● **ACTION ITEM A**
Reproduce the stock-to-flow passage word for word, between "But asymptotically changes" and "for price movement.", inclusive.
● **ACTION ITEM B**
Continue the passage on Bitcoin's stock-to-flow model from the point where it stops.

● **PASSAGE SHOWN**
However, some analysts suggest that the model’s use is out of place with Bitcoin. Instead, they argue that there is no increasing supply of Bitcoin, and therefore the model cannot account for market movements.
Why S2F has been misapplied in Bitcoin, in mathematical terms:
By using S2F and by restricting ‘flow’ to merely rewards, you are saying Bitcoin supply is an integral function (of changes in supply over time).
But asymptotically changes are zero. There’s nothing to integrate. https://t.co/dK9XpcJTxV
— Hugo Nguyen (@hugohanoi) April 12, 2020
One such analyst, Twitter user Hugo Nguyen, considered the statements by Coinmetrics founder Nic Carter.
Just No Flow for Bitcoin
The premise of the S2F model is that flow of a commodity — that is, its production rate or supply — affects price just as much as consumption of the existing stock. In other words, supply and demand are both factors for price movement.

● **DATASET EXTRACT**

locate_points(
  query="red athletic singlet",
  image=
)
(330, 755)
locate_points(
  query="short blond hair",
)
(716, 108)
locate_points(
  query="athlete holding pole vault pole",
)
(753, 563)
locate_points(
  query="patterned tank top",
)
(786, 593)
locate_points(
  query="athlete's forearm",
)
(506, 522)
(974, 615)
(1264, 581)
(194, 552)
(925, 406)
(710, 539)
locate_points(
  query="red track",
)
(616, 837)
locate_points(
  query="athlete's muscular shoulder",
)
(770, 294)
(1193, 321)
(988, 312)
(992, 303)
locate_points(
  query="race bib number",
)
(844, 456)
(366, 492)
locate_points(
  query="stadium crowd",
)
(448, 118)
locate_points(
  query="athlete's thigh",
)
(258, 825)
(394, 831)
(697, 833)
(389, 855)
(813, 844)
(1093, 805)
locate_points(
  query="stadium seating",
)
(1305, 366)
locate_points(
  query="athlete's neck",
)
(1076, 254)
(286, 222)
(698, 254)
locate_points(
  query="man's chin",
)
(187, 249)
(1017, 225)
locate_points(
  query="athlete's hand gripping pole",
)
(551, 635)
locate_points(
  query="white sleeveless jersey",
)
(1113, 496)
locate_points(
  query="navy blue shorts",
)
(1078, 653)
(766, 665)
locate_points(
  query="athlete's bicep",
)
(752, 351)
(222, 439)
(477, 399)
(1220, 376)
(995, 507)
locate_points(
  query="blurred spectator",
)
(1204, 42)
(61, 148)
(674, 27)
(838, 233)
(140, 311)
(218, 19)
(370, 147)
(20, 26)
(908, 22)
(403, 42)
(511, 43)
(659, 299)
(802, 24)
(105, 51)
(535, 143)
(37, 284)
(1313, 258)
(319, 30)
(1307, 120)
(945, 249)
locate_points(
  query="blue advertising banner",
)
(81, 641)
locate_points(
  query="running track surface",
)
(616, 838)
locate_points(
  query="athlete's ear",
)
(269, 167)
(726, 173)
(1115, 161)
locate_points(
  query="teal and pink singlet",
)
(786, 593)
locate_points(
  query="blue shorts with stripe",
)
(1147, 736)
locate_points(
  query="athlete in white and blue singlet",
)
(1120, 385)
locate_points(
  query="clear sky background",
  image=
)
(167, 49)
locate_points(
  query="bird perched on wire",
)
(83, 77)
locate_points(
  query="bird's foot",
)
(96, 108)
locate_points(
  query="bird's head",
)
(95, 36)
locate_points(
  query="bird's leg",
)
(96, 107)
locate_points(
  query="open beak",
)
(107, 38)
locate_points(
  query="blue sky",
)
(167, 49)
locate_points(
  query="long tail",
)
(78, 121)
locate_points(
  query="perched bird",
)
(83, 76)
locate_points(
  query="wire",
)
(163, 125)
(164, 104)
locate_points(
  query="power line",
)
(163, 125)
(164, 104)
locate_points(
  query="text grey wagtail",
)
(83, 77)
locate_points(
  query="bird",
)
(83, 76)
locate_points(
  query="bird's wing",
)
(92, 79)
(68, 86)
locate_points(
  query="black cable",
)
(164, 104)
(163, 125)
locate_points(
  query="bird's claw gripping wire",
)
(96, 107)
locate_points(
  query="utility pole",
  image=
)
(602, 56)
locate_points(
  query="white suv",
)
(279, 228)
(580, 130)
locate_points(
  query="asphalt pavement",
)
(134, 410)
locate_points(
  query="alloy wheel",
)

● **ANSWER BOX A**
But asymptotically changes are zero. There’s nothing to integrate. https://t.co/dK9XpcJTxV
— Hugo Nguyen (@hugohanoi) April 12, 2020
One such analyst, Twitter user Hugo Nguyen, considered the statements by Coinmetrics founder Nic Carter.
Just No Flow for Bitcoin
The premise of the S2F model is that flow of a commodity — that is, its production rate or supply — affects price just as much as consumption of the existing stock. In other words, supply and demand are both factors for price movement.

● **ANSWER BOX B**
However, according to Carter’s analysis, the flow of Bitcoin is effectively zero. This consideration is based on the assumption that all Bitcoin miners and users understand that Bitcoin has a fixed supply of 21 million BTC.
As such, no one will see an increasing ‘supply’ of Bitcoin. Instead, Bitcoin is released, much like stock vesting, but not created in the same sense of other commodities.
According to Carter: “In my book, all 21m bitcoins were created at inception, and then progressively released over time. I think of it as a stock with allocated but unvested shares.”
With this definition in mind, Bitcoin’s supply is a fixed number, leaving demand as the only possible market determiner. This would indicate that Bitcoin’s monetary inflation rate is zero — a radical notion for any currency.
If Carter’s analysis is accurate, the upcoming halving, and all halvings before and after, are effectively meaningless events. Consensus on the network of a fixed supply means that the vesting of that supply by miners has no final effect on the price of any existing Bitcoin.
What’s more, the current halving is small by comparison. More than 86% of all supply has already been mined (over 18.3 million BTC). Changing the miner reward by half does reduce the speed of vesting but in a very small way.
With such a small change, the effects of the halving are more related to miners than to monetary supply and demand. The event will certainly increase pressure on miners who will have to evaluate cost-benefits to continue production.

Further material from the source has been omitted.